Required work:
Continue the excerpt on HIV infection figures in England and Wales from its last sentence, writing the next few sentences in the same style.

Text excerpt:
Content starts

Data from the Public Health Laboratory Service (PHLS) presented to the International Aids conference in Berlin yesterday shows that the number of people infected through heterosexual intercourse now outstrips those infected by injecting drugs.

The unlinked anonymous blood screening survey in England and Wales, which began in 1990, suggests that 27,200 people are now HIV positive (within a range of 20,200 to 34,300). More than half (14,900) are homosexual or bisexual men; drug users account for 4,500 cases, while heterosexual intercourse was a route of transmission for 6,300 cases. An estimated 1,500 people were infected through blood transfusions.

A second study by the PHLS of HIV infection among women in London aged between 20 and 34, during 1991-1992, showed that the number infected through sexual intercouse (300) may equal the number infected by injecting drugs. The incident of HIV was estimated as two per thousand cases in this group.

The data compiled by the PHLS and researchers from St Mary's Medical School, University College Hospital and Middlesex Medical School, and the London School of Hygiene and Tropical Medicines gives the most precise picture to date of the spread of HIV. It will form the basis of a government report by Professor Nicholas Day, head of the biostatistics unit at the Institute of Public Health in Cambridge, to be published later this month.

Content ends

Stored data entries:
Content starts

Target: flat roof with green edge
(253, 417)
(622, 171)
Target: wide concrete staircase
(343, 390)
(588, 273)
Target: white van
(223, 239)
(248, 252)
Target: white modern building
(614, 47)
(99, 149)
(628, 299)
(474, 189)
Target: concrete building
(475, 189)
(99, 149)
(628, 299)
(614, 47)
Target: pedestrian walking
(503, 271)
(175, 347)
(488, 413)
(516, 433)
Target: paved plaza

Content ends

Answer to the exercise:
Dr Karl Overton and colleagues from the Communicable Disease (Scotland) unit at Ruchill Hospital, in Glasgow, presented evidence that the nature of the HIV epidemic in Scotland is changing. In 1985, the number of injecting drug users infected with HIV was 160, and the number of heterosexuals was three. New cases of HIV peaked in drug users in 1986, with a figure of 202, and have fallen to 45 in 1991.

In heterosexuals, the figure for 1991 is 42. For homosexual and bisexual men over the same period, the number of new cases have fallen from 71 to 51. 'Initially associated mainly with injecting drug users in Edinburgh, this component of the (HIV) epidemic has declined markedly, while there has been a relatively small increase in the reports of infections for the heterosexual population of the major population centres,' researchers concluded.

In contrast, a study of people attending a sexually transmitted disease clinic at St Thomas's Hospital in London found little evidence of secondary sexual transmission of HIV. A total of 17,829 people were tested between 1988 and 1992. Of these, 44 were found to be HIV positive, 23 of whom were infected abroad and 16 through injecting drugs use. Five HIV positives have no obvious risk factors.